--- START Extract to read ---

We parted, Gentlemen, upon a promise to discuss the capital difficulty of Prose, as we have discussed the capital difficulty of Verse. But, although we shall come to it, on second thoughts I ask leave to break the order of my argument and to interpose some words upon a kind of writing which, from a superficial likeness, commonly passes for prose in these days, and by lazy folk is commonly written for prose, yet actually is not prose at all; my excuse being the simple practical one that, by first clearing this sham prose out of the way, we shall the better deal with honest prose when we come to it. The proper difficulties of prose will remain: but we shall be agreed in understanding what it is, or at any rate what it is not, that we talk about. I remember to have heard somewhere of a religious body in the United States of America which had reason to suspect one of its churches of accepting Spiritual consolation from a coloured preacher--an offence against the laws of the Synod--and despatched a Disciplinary Committee with power to act; and of the Committee's returning to report itself unable to take any action under its terms of reference, for that while a person undoubtedly coloured had undoubtedly occupied the pulpit and had audibly spoken from it in the Committee's presence, the performance could be brought within no definition of preaching known or discoverable. So it is with that infirmity of speech--that flux, that determination of words to the mouth, or to the pen--which, though it be familiar to you in parliamentary debates, in newspapers, and as the staple language of Blue Books, Committees, Official Reports, I take leave to introduce to you as prose which is not prose and under its real name of Jargon.

--- END Extract to read ---

**Work instructions**
Return the lecture passage on prose and jargon word for word, with nothing changed.

--- START Material provided ---

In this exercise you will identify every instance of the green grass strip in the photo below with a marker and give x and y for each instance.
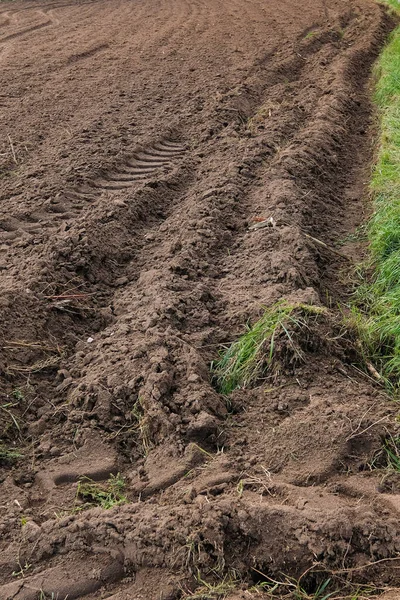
(377, 305)
(249, 357)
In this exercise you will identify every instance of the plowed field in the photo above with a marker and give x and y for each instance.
(140, 142)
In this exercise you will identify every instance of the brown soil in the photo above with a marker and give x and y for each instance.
(139, 141)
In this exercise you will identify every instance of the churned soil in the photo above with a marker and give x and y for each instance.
(140, 140)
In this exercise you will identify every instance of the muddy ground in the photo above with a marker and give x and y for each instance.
(139, 141)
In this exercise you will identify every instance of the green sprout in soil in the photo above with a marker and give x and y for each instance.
(388, 457)
(376, 311)
(106, 495)
(9, 455)
(248, 359)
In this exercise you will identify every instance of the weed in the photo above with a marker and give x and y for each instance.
(106, 495)
(248, 359)
(18, 395)
(22, 569)
(211, 591)
(376, 307)
(8, 455)
(143, 424)
(310, 35)
(50, 596)
(388, 457)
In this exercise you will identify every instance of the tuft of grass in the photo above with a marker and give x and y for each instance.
(248, 358)
(376, 309)
(211, 591)
(288, 588)
(106, 495)
(138, 412)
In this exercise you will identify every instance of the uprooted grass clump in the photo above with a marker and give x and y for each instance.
(377, 306)
(106, 495)
(249, 358)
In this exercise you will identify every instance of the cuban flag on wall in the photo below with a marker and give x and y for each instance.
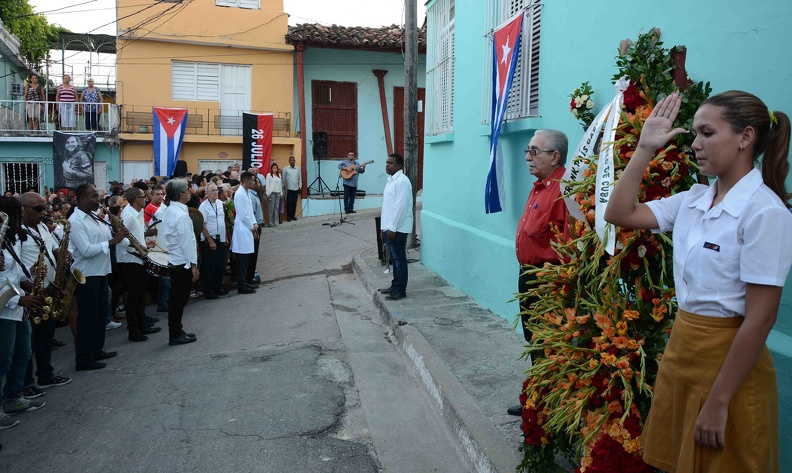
(505, 53)
(168, 126)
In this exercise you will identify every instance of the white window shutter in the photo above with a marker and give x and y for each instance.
(183, 80)
(207, 82)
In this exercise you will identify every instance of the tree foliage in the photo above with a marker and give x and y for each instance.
(34, 32)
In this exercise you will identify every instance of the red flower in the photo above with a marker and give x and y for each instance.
(608, 456)
(632, 98)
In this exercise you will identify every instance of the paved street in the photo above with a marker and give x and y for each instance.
(299, 377)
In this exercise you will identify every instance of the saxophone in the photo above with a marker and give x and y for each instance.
(66, 278)
(39, 273)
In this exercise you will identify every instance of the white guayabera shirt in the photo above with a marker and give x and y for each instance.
(718, 250)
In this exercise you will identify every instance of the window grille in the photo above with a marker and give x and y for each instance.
(524, 96)
(440, 72)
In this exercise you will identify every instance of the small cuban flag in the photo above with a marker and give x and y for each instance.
(505, 53)
(168, 126)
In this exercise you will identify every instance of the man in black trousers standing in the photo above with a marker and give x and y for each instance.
(90, 243)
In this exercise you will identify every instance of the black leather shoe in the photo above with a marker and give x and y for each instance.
(90, 366)
(180, 340)
(103, 355)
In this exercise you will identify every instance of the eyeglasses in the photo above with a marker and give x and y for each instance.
(535, 151)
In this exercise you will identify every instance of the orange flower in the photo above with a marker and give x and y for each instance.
(631, 314)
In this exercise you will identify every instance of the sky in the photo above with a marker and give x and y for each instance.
(92, 14)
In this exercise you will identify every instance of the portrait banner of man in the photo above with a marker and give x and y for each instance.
(73, 159)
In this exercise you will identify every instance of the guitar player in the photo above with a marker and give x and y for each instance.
(350, 184)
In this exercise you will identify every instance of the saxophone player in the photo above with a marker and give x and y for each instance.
(90, 246)
(131, 266)
(39, 238)
(14, 327)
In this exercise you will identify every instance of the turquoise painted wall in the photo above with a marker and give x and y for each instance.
(41, 152)
(732, 44)
(347, 65)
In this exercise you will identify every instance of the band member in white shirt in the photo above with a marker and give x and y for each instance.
(131, 266)
(176, 231)
(396, 223)
(90, 246)
(33, 208)
(214, 244)
(715, 403)
(14, 328)
(245, 231)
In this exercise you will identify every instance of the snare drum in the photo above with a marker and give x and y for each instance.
(156, 264)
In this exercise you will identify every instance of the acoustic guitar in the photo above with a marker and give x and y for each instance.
(350, 171)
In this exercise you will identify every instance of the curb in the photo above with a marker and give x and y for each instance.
(483, 447)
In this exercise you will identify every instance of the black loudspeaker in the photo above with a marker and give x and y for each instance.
(320, 145)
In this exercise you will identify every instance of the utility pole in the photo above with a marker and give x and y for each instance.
(411, 101)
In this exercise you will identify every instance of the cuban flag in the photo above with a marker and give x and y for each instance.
(505, 53)
(168, 126)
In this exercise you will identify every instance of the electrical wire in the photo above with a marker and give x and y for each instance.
(51, 11)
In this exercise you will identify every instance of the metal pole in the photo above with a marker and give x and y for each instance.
(411, 100)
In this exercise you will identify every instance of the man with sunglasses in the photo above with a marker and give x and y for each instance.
(545, 209)
(34, 208)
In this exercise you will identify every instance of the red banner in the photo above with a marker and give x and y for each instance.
(257, 141)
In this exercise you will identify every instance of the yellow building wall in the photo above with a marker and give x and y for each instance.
(201, 21)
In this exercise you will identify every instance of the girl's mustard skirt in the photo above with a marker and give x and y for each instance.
(690, 364)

--- END Material provided ---

**Task answer**
We parted, Gentlemen, upon a promise to discuss the capital difficulty of Prose, as we have discussed the capital difficulty of Verse. But, although we shall come to it, on second thoughts I ask leave to break the order of my argument and to interpose some words upon a kind of writing which, from a superficial likeness, commonly passes for prose in these days, and by lazy folk is commonly written for prose, yet actually is not prose at all; my excuse being the simple practical one that, by first clearing this sham prose out of the way, we shall the better deal with honest prose when we come to it. The proper difficulties of prose will remain: but we shall be agreed in understanding what it is, or at any rate what it is not, that we talk about. I remember to have heard somewhere of a religious body in the United States of America which had reason to suspect one of its churches of accepting Spiritual consolation from a coloured preacher--an offence against the laws of the Synod--and despatched a Disciplinary Committee with power to act; and of the Committee's returning to report itself unable to take any action under its terms of reference, for that while a person undoubtedly coloured had undoubtedly occupied the pulpit and had audibly spoken from it in the Committee's presence, the performance could be brought within no definition of preaching known or discoverable. So it is with that infirmity of speech--that flux, that determination of words to the mouth, or to the pen--which, though it be familiar to you in parliamentary debates, in newspapers, and as the staple language of Blue Books, Committees, Official Reports, I take leave to introduce to you as prose which is not prose and under its real name of Jargon.